Challenge:
Reproduce the material below verbatim, line for line, without altering anything.

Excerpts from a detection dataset
* Begin *

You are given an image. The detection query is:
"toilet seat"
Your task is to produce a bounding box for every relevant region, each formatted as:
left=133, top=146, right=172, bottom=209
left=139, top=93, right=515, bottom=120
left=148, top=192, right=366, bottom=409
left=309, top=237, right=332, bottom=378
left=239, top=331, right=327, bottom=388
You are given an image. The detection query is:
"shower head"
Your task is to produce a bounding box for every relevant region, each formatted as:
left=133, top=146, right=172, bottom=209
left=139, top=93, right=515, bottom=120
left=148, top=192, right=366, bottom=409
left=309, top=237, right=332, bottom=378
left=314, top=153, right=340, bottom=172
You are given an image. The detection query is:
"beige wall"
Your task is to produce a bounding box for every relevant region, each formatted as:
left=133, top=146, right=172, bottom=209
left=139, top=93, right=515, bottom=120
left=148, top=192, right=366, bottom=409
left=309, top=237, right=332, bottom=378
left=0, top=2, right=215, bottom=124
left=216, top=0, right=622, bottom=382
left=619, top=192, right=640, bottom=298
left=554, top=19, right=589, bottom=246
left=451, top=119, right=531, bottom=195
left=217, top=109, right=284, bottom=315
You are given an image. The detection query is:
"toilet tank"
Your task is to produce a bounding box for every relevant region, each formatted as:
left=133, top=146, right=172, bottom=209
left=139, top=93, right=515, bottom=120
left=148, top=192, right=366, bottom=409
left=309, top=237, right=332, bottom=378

* End *

Task result:
You are given an image. The detection query is:
"toilet seat"
Your task is to produce a bounding box for every relevant region, each formatted as:
left=133, top=146, right=172, bottom=209
left=139, top=93, right=515, bottom=120
left=148, top=192, right=366, bottom=409
left=309, top=237, right=332, bottom=378
left=239, top=331, right=327, bottom=388
You are given an image. The detection query is:
"shower head"
Your task is to produce a bounding box for every relevant region, each formatted as:
left=133, top=146, right=172, bottom=209
left=139, top=93, right=515, bottom=120
left=148, top=192, right=366, bottom=409
left=309, top=237, right=332, bottom=378
left=314, top=153, right=340, bottom=172
You are given an image. The detection query is:
"beige wall"
Your task is to produce a bounding box for every relevant region, each formatted as:
left=133, top=146, right=172, bottom=209
left=139, top=93, right=515, bottom=120
left=148, top=192, right=366, bottom=409
left=309, top=237, right=332, bottom=378
left=0, top=2, right=215, bottom=124
left=216, top=0, right=622, bottom=382
left=619, top=192, right=640, bottom=298
left=554, top=19, right=589, bottom=246
left=451, top=119, right=531, bottom=195
left=217, top=109, right=284, bottom=315
You are given an image. The detection query is:
"toilet tank"
Your task is to produce a bounding box for every relevant region, each formatted as:
left=133, top=146, right=172, bottom=209
left=139, top=93, right=515, bottom=120
left=148, top=192, right=366, bottom=409
left=309, top=237, right=332, bottom=378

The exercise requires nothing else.